┌─ Extracted text
In addition, it is contemplated herein that, e.g., a given stationary object such as a tower, may be configured such that should the CAS system interrogate the transponder assigned to the tower, and extrapolate the range of the aircraft to the tower and altitude difference to anticipated future values, and determine the presence of a potential collision, the CAS system may not only issue a Traffic Advisory or Resolution Advisory, the CAS system may also provide instructions to the tower to adjust the tower lighting system or associated guy wire lights to, e.g., increase in lighting intensity or enter into a strobe mode of operation in order to increase the tower's visual detection by the pilots of the approaching aircraft.

FIG. 1 is a functional block diagram illustrating a system 100 for traffic alerting and collision avoidance consistent with the present disclosure. The system 100 includes an aircraft 110 and a stationary object 120. The stationary object 120 may be, for example, a radio or television transmission tower, a cellular tower, etc. The aircraft 110 includes CAS circuitry 112, a transponder 114, and a display 116. In some embodiments, the CAS circuitry 112 may be, for example, a TCAS I, TCAS II, or ACAS Xa system. In some other embodiments, the CAS circuitry 112 may be a stand-alone device. In some embodiments, the transponder 114 may be the aircraft's Mode-S transponder. In some other embodiments, the transponder 114 may a separate transponder incorporated into the CAS circuitry 112. In some embodiments, the display 116 may be integrated into other cockpit displays in the aircraft 110. During an interrogation 130, the aircraft 110 transmits an interrogation signal 119 via the transponder 114 and a transmit antenna 117 and receives any responses to the interrogation signal 119 via a receive antenna 118.

The stationary object 120 includes a transponder 122 that is configured to receive the interrogation signal 119 via a receive antenna 123 and to transmit a response 126 via a transmission antenna 124 to the aircraft 110.

As therefore may be appreciated, the present invention provides a method of detecting stationary objects in a traffic alert and collision avoidance system. One first supplies an aircraft with a CAS system wherein the CAS system provides a display for stationary object detection. One or more stationary objects may now be provided with a transponder where the CAS interrogates the stationary object transponder and determines the height, bearing and distance of said stationary object relative to said aircraft. The CAS then determines a range, bearing and relative altitude of said aircraft relative to said stationary object and (i) issues either a visual or audible alert; and/or (ii) in the case of the stationary object having a lighting system, the CAS provides instructions to the lighting system to increase in lighting intensity or enter into a strobe mode of operation.
└─
┌─ Data shown
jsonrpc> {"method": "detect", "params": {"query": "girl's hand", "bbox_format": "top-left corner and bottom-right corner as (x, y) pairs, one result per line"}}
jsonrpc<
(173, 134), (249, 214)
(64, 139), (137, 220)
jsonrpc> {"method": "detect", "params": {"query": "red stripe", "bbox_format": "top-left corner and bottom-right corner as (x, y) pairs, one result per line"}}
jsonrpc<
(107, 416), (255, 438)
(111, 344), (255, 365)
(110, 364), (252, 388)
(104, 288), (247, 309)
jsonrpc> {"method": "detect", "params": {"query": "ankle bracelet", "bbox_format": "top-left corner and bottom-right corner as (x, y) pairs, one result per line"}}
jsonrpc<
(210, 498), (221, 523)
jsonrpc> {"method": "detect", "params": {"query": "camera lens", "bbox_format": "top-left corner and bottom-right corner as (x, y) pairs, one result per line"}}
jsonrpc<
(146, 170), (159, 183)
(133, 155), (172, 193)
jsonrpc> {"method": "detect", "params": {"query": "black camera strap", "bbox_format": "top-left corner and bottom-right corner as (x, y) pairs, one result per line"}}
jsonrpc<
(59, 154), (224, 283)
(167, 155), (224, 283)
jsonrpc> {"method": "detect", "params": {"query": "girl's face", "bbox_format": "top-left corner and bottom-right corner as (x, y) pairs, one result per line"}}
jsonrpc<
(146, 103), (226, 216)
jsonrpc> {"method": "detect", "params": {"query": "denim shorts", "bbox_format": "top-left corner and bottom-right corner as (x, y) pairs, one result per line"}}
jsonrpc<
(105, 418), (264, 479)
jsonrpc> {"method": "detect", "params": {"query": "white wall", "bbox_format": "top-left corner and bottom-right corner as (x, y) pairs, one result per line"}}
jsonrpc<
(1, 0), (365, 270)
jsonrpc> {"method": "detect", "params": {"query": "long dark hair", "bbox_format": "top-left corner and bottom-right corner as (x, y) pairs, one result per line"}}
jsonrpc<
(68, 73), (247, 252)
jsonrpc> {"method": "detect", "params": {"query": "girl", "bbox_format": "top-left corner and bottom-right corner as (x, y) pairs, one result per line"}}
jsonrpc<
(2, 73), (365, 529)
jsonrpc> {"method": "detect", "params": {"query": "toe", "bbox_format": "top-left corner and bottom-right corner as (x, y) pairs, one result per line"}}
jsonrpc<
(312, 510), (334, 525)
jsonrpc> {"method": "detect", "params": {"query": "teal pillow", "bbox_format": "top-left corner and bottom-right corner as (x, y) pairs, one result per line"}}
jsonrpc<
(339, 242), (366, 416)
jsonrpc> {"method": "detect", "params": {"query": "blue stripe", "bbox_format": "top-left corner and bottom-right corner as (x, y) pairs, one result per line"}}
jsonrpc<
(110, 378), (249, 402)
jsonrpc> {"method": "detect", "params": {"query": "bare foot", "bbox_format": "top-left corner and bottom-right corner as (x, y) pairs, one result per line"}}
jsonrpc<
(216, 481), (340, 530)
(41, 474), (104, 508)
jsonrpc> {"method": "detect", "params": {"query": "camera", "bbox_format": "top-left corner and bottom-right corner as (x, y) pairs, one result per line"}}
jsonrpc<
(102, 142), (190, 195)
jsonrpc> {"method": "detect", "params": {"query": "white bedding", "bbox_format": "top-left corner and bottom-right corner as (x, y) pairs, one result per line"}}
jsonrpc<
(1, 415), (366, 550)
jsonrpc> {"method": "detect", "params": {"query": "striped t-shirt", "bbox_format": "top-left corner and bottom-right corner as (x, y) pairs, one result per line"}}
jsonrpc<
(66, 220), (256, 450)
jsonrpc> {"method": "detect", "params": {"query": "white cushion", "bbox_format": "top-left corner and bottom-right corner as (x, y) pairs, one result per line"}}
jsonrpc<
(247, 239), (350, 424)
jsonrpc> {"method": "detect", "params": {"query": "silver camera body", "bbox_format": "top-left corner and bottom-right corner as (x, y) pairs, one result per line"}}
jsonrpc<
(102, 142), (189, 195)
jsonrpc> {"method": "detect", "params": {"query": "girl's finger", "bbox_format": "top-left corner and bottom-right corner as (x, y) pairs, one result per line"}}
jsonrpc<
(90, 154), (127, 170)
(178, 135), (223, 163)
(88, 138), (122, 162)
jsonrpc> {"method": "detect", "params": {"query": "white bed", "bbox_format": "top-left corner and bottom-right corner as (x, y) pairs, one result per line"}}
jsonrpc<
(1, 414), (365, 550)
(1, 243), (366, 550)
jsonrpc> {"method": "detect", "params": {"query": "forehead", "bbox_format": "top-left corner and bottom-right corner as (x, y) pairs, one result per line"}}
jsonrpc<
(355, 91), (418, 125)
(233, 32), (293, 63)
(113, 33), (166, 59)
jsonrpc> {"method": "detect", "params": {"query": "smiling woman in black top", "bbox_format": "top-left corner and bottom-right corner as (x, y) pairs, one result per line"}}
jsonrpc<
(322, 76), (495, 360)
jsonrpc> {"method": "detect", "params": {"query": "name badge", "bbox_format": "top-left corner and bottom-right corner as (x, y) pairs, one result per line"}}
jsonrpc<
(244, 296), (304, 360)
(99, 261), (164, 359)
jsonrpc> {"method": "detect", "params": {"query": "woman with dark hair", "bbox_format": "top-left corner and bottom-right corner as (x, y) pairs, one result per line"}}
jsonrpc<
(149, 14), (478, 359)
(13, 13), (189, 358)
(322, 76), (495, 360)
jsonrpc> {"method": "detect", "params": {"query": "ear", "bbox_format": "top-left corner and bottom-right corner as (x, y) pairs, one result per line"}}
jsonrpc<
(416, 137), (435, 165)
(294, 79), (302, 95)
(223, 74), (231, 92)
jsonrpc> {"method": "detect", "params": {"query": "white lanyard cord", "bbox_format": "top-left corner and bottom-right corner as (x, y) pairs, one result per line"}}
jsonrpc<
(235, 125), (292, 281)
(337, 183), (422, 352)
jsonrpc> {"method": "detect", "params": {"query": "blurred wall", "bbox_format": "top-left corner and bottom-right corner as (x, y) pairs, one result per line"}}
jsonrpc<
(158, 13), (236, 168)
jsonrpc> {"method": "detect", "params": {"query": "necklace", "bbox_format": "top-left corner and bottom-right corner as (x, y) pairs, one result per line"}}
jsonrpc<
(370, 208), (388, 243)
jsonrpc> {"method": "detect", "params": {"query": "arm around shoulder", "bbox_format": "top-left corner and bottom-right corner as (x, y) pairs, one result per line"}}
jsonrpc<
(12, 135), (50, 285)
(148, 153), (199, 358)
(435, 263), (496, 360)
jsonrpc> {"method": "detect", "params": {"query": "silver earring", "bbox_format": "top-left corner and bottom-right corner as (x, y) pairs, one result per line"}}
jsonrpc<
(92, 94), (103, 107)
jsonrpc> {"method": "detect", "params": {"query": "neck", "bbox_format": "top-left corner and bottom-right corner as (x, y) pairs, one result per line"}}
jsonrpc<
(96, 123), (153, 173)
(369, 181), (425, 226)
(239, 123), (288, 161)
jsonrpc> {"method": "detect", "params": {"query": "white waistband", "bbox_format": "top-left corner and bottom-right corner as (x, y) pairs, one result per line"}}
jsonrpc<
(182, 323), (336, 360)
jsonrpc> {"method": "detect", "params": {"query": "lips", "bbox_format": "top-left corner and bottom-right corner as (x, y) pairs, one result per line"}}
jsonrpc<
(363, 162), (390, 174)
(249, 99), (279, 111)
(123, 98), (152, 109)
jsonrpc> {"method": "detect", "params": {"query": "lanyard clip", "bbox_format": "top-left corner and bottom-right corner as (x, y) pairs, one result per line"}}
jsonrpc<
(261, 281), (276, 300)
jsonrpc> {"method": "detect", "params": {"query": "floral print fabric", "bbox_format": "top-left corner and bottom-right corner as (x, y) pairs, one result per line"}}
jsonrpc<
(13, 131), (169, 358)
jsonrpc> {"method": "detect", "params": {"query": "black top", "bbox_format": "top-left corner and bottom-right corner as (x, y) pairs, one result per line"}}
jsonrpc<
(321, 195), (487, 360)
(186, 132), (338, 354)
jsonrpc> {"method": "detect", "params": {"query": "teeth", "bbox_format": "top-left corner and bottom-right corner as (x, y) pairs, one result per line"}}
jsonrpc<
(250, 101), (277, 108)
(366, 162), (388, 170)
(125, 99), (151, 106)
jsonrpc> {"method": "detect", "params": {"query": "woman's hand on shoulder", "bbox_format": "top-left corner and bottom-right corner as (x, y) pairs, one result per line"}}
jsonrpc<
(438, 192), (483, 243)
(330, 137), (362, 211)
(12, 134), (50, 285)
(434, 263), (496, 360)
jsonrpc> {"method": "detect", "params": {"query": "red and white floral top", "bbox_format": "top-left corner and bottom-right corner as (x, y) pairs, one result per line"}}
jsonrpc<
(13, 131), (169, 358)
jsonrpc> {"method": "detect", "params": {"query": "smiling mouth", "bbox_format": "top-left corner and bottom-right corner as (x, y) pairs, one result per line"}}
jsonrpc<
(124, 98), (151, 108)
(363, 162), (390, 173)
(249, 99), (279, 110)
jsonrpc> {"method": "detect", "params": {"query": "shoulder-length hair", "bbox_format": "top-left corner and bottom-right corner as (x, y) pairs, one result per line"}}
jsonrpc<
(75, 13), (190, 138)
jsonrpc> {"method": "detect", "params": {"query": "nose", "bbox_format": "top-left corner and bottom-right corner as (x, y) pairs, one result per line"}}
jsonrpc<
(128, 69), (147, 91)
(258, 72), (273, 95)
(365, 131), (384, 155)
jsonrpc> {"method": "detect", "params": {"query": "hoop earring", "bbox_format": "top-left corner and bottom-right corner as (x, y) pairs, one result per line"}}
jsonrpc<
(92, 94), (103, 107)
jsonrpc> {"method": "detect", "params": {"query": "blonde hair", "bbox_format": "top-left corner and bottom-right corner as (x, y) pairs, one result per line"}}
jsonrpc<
└─
Aim 1.
According to the collision avoidance text, why might the CAS system instruct a tower to raise its lighting intensity or switch to a strobe mode? Answer in one to three sentences.
Aim 2.
Which systems does the collision avoidance text list as possible forms of the CAS circuitry 112?
Rely solely on the collision avoidance text.

Written reply 1.
The CAS system does this when it has found a potential collision between the aircraft and the tower. Brighter or strobing tower and guy wire lights make the tower easier for the pilots of the approaching aircraft to see.

Written reply 2.
A TCAS I, TCAS II, or ACAS Xa system.